**SUPPLIED PASSAGE:**
- Opening Delimiter -
Now we need to convert our instance of NSBitmapImageRep to something we can work with i.e. something we can manipulate. This is done by retrieving data from one of it's properties, namely: bitmapData

// MARK: - NSImage to UnsafeMutablePointer<Pixel> -
public extension NSImage {
    ///  Converts NSImage to UnsafeMutablePointer<Pixel>
    ///  Used for pixel component access and/or manipulation
    ///  - returns: UnsafeMutablePointer<Pixel>
    public func pixelArray() -> UnsafeMutablePointer<Pixel>? {
        // Convert to NSBitmapImageRep For Pixel Access
        guard let imageRep = self.bitmapImageRep() else
        {
            return nil
        }
        return UnsafeMutablePointer<Pixel>(imageRep.bitmapData)
    }
}

Note:

1. First this we do is use Swift guard statement to check if we can unwrap the optional i.e. is there a valid image stored in NSBitmapImageRep. If its ok we continue, else we return nil and exit.
- Closing Delimiter -
**DIRECTIONS FOR THIS TASK:** Continue the Swift walkthrough on turning an NSImage into a pixel pointer, starting after its first numbered note.

**INFORMATION PROVIDED:**
- Opening Delimiter -
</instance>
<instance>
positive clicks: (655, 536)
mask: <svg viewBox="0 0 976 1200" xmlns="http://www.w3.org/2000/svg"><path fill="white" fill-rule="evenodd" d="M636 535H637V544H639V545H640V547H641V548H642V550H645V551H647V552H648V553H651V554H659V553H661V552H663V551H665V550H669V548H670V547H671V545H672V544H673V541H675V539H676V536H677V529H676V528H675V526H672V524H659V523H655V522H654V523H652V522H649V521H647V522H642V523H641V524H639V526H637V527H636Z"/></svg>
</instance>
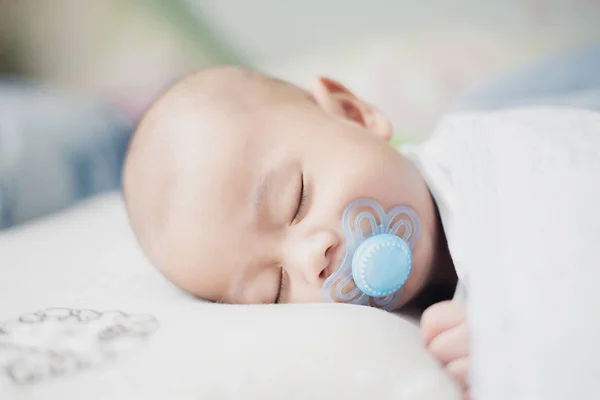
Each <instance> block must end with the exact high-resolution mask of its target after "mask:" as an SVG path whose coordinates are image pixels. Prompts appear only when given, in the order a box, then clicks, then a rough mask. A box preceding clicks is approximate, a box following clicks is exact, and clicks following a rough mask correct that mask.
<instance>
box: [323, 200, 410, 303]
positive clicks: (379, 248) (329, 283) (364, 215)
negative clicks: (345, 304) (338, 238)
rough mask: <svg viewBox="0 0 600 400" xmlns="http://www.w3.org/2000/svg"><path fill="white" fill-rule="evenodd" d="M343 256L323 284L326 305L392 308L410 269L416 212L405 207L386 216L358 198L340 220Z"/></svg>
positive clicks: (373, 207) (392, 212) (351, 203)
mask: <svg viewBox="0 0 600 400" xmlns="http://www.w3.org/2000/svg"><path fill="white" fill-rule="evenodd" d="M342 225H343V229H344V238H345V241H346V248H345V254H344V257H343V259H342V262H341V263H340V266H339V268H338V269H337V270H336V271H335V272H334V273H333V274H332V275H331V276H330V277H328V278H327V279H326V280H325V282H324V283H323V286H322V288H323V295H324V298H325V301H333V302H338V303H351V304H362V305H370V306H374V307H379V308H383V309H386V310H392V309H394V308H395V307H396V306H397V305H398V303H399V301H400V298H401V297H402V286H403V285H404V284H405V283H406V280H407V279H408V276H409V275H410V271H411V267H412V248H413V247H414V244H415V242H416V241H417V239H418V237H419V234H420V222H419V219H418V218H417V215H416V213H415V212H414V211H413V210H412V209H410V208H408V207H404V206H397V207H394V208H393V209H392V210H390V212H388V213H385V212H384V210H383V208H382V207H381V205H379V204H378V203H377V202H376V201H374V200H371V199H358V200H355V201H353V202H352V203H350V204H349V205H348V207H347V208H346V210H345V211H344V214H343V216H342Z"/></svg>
- Closing Delimiter -
**WRITTEN RESPONSE:**
2. Swift's guard statement is similar a reverse if statement; meaning we check for the positive condition we want as opposed to the negative; it's behavior is similar to an assert in that failure must result in a break out of the current context.
3. You can think of guard as physical body guard who checks whether conditions are favorable to continue.
4. We then retrieve the value of the bitmapData property. This is a read only memory pointer to the bitmap data; a C array of UInt8. As we saw above one pixel represents 32 bits or in this case 4 x UInt8.
5. Finally we recast the C memory pointer to something we can use as an array in Swift (recast to the an array of the Pixel struct we create previously): UnsafeMutablePointer<Pixel>(imageRep.bitmapData)
6. The UnsafeMutablePointer simply implies this is a C allocated space in memory i.e. there are not safe guards that prevent you from accessing invalid data for indexes beyond the bounds of the Memory pointer; meaning we need to build this into our code.

The only thing left as part of this first part of the tutorial, is converting the Swift UnsafeMutablePointer array of Pixel back into an NSImage. To achieve this we will be using another Core Graphics function called CGBitmapContextCreate, which will allow use to reconstitute an image from an array of UInt8.

// MARK: - UnsafeMutablePointer<Pixel> to NSImage -
public extension NSImage {
    ///  Recomposites UnsafeMutablePointer<Pixel> Back To NSImage
    ///  Works in conjunction with pixelArray() functions.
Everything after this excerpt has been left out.